* Exercise requirements:
From the article on Lone Pine Capital's exit from Apple, return the passage from "Follow Stephen Frank" to "rate at 9%.", copied word for word.

* Reading text:
We are 3 weeks away from the 13F filing deadline but it seems like hedge funds are exiting their bets in favor of other mega-cap tech companies. On Monday we reported that Patrik Brummer’s Swedish hedge fund sold his Apple Inc. (NASDAQ:AAPL) stake and made Alibaba (BABA) and Google (GOOGL) its top two picks. Today we have seen a copy of Lone Pine Capital’s Q2 investor letter. Lone Pine Capital’s various funds returned around 7-7.5% during the first half of this year vs. 1.2% gain for the S&P 500 Index. Billionaire Stephen Mandel is one of the most successful Tiger cubs and he has been betting on Apple since the fourth quarter of 2014. At the end of March Lone Pine owned more than 6.8 million shares of Apple. According to Lone Pine’s investor letter the fund exited “long-standing positions in Apple, Baidu (BIDU), Global Logistic Properties and Michael Kors – in favor of increasing several existing positions (Charter Communications, Facebook, Illumina, Microsoft, Williams Companies)”. The letter which is signed by Steve Mandel, Mala Gaonkar, Dave Craver, and Marco Tablada does not specifically explain why the fund currently prefers Facebook Inc (NASDAQ:FB) and Microsoft Corp (NASDAQ:MSFT) over Apple. However, it gave the following blanket explanation:
“…value is being created in today’s equity markets, principally in two ways: through innovation and through the deployment of capital, using low interest rate debt to fund capital investment, share repurchase and acquisitions. Our portfolio largely reflects these two valuecreation methods, with the vast majority of our capital in these two broad areas. We remain committed to internet-enabled and enabling businesses globally, companies that are reshaping advertising, entertainment, networking, retailing and travel, among other industries. We are also invested behind innovation in energy, enterprise software and networks, genomics, manufacturing and pharmaceuticals. ”
Follow Stephen Frank Mandel Jr.'s Lone Pine Capital
Actually Mala Gaonkar laid out Lone Pine’s investment thesis at this year’s Sohn Conference in May. She said “legacy tech remains misunderstood”. Microsoft benefited from activist ValueAct Capital’s involvement. She likened Microsoft to a super tanker that is slowly turning itself around. Microsoft, which is one of the biggest software companies in the World, and other legacy tech companies control 85% of the cloud software market and this is a high growth market with 20% annual growth rates. She predicted $106 billion in revenue and almost $4 EPS for 2016. She estimated Microsoft’s top line growth rate at 9%.
Last week we reported another hedge fund selling its tech holdings including Apple, Facebook, Amazon, and Netflix. Glaxis’ Matthew Miller cited that near-term price targets had been reached for many of those positions, and that they felt a defensive posture was in order given seasonality and the current macroeconomic environment. Apple was the second most popular stock among 700+ hedge funds we are tracking at the end of the first quarter. Apple lost a few of its billionaire supporters during the first quarter and dropped to 6th place among billionaires. Even though Apple was in several hedge funds’ portfolio, overall , hedge funds owned less than 3% of Apple’s outstanding shares. Hedge funds tracked by Insider Monkey collectively owned 5.7% of the stock market, so overall they were about 50% underweight Apple.

Items listed in a dataset:
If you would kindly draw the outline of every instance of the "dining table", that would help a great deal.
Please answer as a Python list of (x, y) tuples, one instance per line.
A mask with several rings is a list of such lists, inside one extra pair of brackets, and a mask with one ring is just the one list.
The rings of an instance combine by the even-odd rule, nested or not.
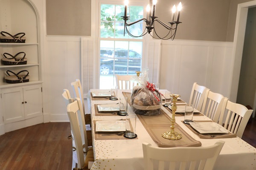
[[(166, 90), (159, 91), (164, 94)], [(184, 115), (175, 114), (175, 130), (182, 135), (178, 140), (169, 140), (161, 137), (161, 134), (170, 130), (170, 121), (172, 113), (169, 108), (162, 105), (159, 115), (144, 116), (136, 114), (131, 106), (128, 107), (128, 113), (136, 114), (137, 119), (135, 138), (128, 139), (123, 135), (102, 136), (108, 132), (96, 132), (97, 121), (122, 121), (125, 116), (112, 114), (113, 112), (99, 111), (98, 105), (115, 105), (119, 99), (112, 100), (104, 96), (93, 96), (93, 94), (108, 93), (110, 90), (91, 89), (87, 94), (87, 103), (92, 120), (93, 147), (95, 161), (91, 170), (144, 170), (142, 143), (147, 142), (156, 147), (205, 147), (214, 144), (216, 142), (225, 142), (216, 161), (214, 170), (256, 170), (256, 148), (237, 137), (236, 134), (211, 136), (204, 136), (194, 130), (189, 125), (183, 122)], [(127, 96), (131, 100), (131, 90), (118, 90), (116, 96)], [(184, 105), (182, 100), (177, 106)], [(164, 102), (163, 102), (164, 103)], [(194, 122), (212, 122), (201, 113), (194, 113)], [(111, 132), (110, 133), (113, 133)], [(210, 134), (209, 134), (210, 135)], [(197, 154), (195, 153), (195, 154)], [(193, 156), (193, 155), (191, 155)]]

* Task result:
Follow Stephen Frank Mandel Jr.'s Lone Pine Capital
Actually Mala Gaonkar laid out Lone Pine’s investment thesis at this year’s Sohn Conference in May. She said “legacy tech remains misunderstood”. Microsoft benefited from activist ValueAct Capital’s involvement. She likened Microsoft to a super tanker that is slowly turning itself around. Microsoft, which is one of the biggest software companies in the World, and other legacy tech companies control 85% of the cloud software market and this is a high growth market with 20% annual growth rates. She predicted $106 billion in revenue and almost $4 EPS for 2016. She estimated Microsoft’s top line growth rate at 9%.